** Requirement **
Add -116 to every point coordinate in the answers and reproduce all of the lines below with that change, requests included. Leave the pictures out, and keep the coordinates in the format samples unchanged.

....

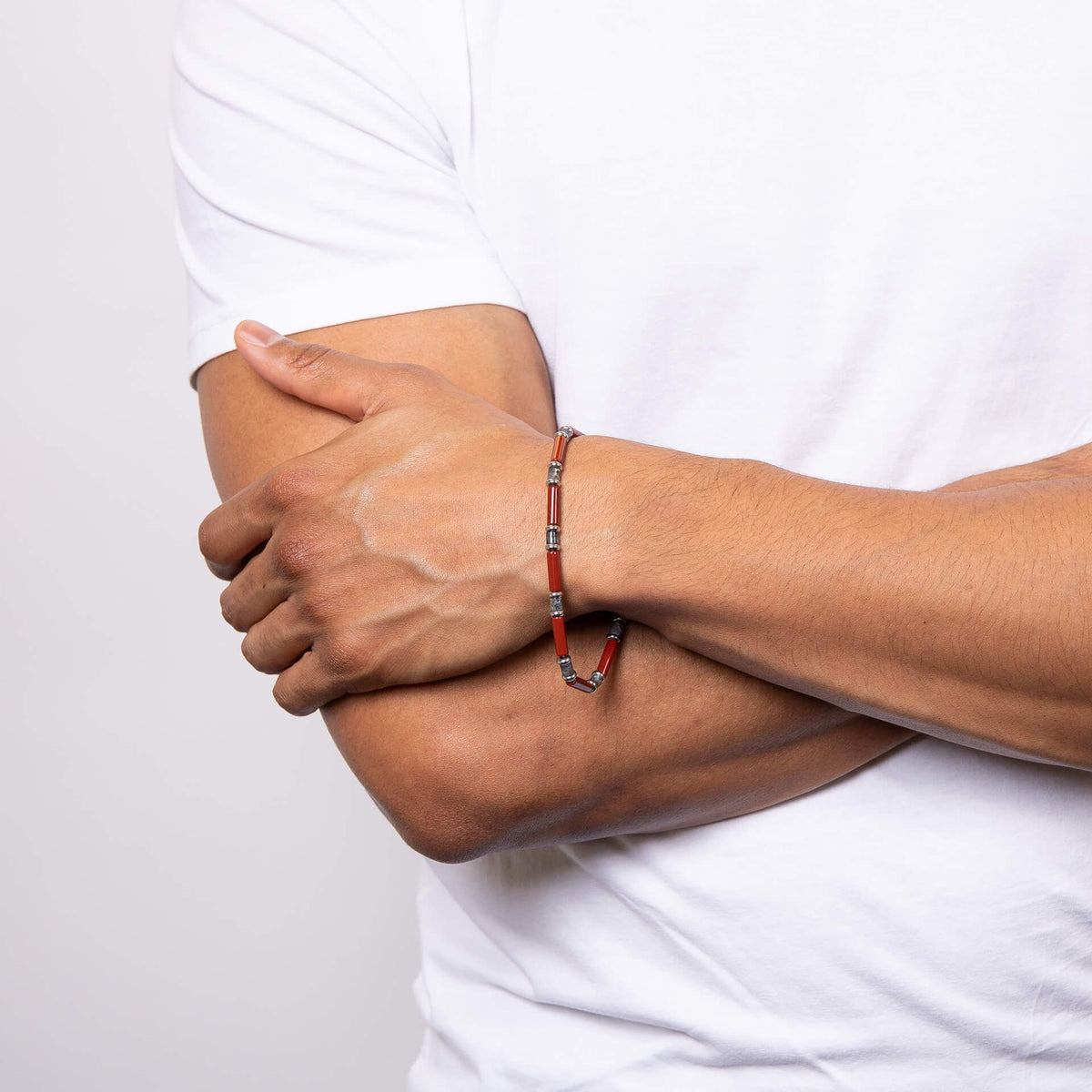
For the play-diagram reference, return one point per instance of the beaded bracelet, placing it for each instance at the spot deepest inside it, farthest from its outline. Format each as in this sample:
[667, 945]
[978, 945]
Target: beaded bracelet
[561, 438]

....

** Task answer **
For the play-diagram reference, return one point per instance of the beaded bracelet, placing it for each instance at the spot deepest inside it, farthest from its outline. Format each as in this sample:
[667, 945]
[978, 945]
Target: beaded bracelet
[445, 322]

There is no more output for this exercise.